***** Available data

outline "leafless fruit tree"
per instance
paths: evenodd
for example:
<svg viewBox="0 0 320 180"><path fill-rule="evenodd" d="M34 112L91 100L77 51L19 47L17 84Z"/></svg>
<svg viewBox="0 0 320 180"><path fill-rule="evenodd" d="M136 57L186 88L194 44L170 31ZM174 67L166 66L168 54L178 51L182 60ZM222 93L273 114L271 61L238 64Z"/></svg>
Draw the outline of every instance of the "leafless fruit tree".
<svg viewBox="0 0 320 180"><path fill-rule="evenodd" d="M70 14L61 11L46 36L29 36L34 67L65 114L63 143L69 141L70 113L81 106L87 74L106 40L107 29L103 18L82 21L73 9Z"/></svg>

**********

- **What is expected**
A word-for-word copy of all the entries is required.

- **Problem solution**
outline "leafless fruit tree"
per instance
paths: evenodd
for example:
<svg viewBox="0 0 320 180"><path fill-rule="evenodd" d="M34 112L91 100L77 51L19 47L17 84Z"/></svg>
<svg viewBox="0 0 320 180"><path fill-rule="evenodd" d="M136 57L186 88L194 44L170 31ZM174 67L166 66L168 54L178 51L182 60ZM222 93L273 114L271 61L238 64Z"/></svg>
Draw the outline of every instance of the "leafless fruit tree".
<svg viewBox="0 0 320 180"><path fill-rule="evenodd" d="M70 14L61 11L46 36L29 36L34 67L65 114L63 143L69 141L70 113L81 106L87 74L106 40L107 29L103 18L82 21L73 9Z"/></svg>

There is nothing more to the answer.